Mondays are a funny thing. They get a bad rap, some might say, but I think it's totally deserved. I mean, at best, you wake up and it's Just Another Frakking Day, and you have to brush your teeth and find your glasses and figure out what you did with your favorite red panties and why there are 13 empty bottles of champagne in your kitchen... and then get ready for work.
At worst, you could wake up on a Monday and have to go straight to the dentist. This was me today, my pretties. And I realized, as I was getting cavities drilled this morning to the ka-ching! sound of my emptying bank account, that dentists are really the most brilliant - and sadistic - scammers of all time. The Nigerian princes of the world could learn a thing or two from the D.D.s.
Think about it. I am paying this dudebro HUNDREDS of DOLLARS, which are like money-units, to stick a drill in my face at 10AM and go digging like the freakin' Spanish colonial gold-miners from Pocahontas. Ostensibly for my own good, and in a building where 'Dr. Longman's House of Pain' appears on not a single sign. How does that work?
But yes, yes, I get it. Teeth are important.
You know what else is important - especially to writers? Community. (Whoah! My transitions, they are smooth and flawless. Don't act like you're not impressed.)
Lots of people talk about this. Probably more than talk about dentistry. Writing is a creative outlet, and like most other creative outlets it is emotionally exhausting, incredibly complex - and highly solitary.
Writing is lonely.
You knew that already, of course, but you might be - like I was - unsure of how to break into the Great Mafia of the Writing Community. Or you may be anxious, because look at all those other writers, who know people and have friends and go to fancy cupcake dinners or on writing retreats or to conferences or start group blogs! I will never be like them!, you wail. I will be alone forever!
'Tis not true, my precious.
Writers conferences and conventions are a great way to meet people, but the time and money required can be prohibitive for lots. The internet is where it's at, and not just for message boards of twitterchats - the internet is where I met my very real, flesh-and-blood group of fellow writers and crit partners, all of whom live in my own backyard and do fun things with me like go to midnight showings of Harry Potter or drink margaritas or have fancy crepes for dinner, or maybe do all of those things at the same time.
A little over six months ago, I had no writing community to speak of. Absolutely none. I had one writer-friend in real life, but she lived quite far away and I hadn't seen her in years. I did not know any writers, or where to find them, or if I'd mesh with them once I did find them, or if they'd be okay with genre writing or YA or or or a hundred other things.
Twitter can be intimidating - and confusing - at first, and I understand that. We'll address a bit later on how to use it more effectively but right now, I'm just here to say: If you're a writer (particularly an aspiring and/or lonely writer) and you are not currently on Twitter, you should be.
|---|
## EXERCISE BRIEF
Can you reproduce the blog post word for word, starting at "But yes, yes, I" and ending at "be alone forever!"?

## DATA LISTING
|---|
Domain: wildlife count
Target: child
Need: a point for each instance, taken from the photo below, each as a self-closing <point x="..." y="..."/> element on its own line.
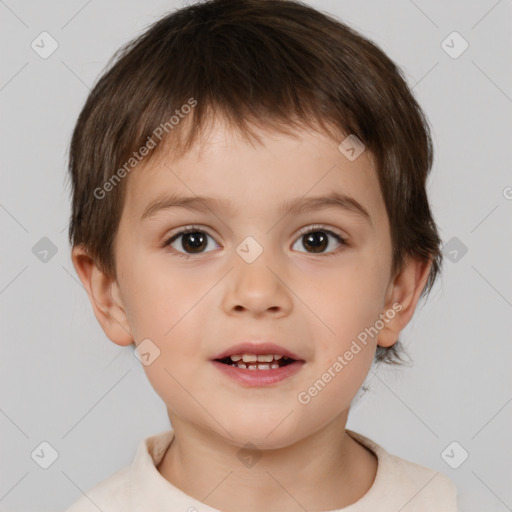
<point x="289" y="152"/>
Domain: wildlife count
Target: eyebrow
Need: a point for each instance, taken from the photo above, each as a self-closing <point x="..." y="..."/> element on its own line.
<point x="293" y="206"/>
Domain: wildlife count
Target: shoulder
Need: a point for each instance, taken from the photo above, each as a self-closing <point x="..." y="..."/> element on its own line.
<point x="409" y="486"/>
<point x="111" y="494"/>
<point x="130" y="484"/>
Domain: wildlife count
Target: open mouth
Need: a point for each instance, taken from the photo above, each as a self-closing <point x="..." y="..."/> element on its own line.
<point x="253" y="362"/>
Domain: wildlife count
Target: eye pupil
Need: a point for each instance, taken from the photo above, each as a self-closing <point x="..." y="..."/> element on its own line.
<point x="317" y="240"/>
<point x="195" y="240"/>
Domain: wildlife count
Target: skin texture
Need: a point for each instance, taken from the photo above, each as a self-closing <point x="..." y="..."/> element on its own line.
<point x="314" y="304"/>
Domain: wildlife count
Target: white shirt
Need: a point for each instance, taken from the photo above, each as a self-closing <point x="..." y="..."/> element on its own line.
<point x="399" y="485"/>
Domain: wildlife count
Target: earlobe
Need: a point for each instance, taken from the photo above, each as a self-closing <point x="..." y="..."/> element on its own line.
<point x="402" y="299"/>
<point x="106" y="303"/>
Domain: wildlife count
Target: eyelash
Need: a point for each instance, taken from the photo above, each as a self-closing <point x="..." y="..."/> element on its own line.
<point x="302" y="232"/>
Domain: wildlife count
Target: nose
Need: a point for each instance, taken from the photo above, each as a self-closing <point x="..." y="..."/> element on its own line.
<point x="257" y="288"/>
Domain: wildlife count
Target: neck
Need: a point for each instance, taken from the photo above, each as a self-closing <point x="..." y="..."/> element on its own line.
<point x="327" y="470"/>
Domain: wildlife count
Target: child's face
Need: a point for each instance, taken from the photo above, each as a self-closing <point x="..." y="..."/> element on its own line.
<point x="314" y="304"/>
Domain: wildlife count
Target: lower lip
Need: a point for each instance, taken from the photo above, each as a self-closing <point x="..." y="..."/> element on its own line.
<point x="259" y="377"/>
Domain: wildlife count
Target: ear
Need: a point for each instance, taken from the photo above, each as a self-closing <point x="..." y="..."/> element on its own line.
|---|
## RESPONSE TO THIS EXERCISE
But yes, yes, I get it. Teeth are important.
You know what else is important - especially to writers? Community. (Whoah! My transitions, they are smooth and flawless. Don't act like you're not impressed.)
Lots of people talk about this. Probably more than talk about dentistry. Writing is a creative outlet, and like most other creative outlets it is emotionally exhausting, incredibly complex - and highly solitary.
Writing is lonely.
You knew that already, of course, but you might be - like I was - unsure of how to break into the Great Mafia of the Writing Community. Or you may be anxious, because look at all those other writers, who know people and have friends and go to fancy cupcake dinners or on writing retreats or to conferences or start group blogs! I will never be like them!, you wail. I will be alone forever!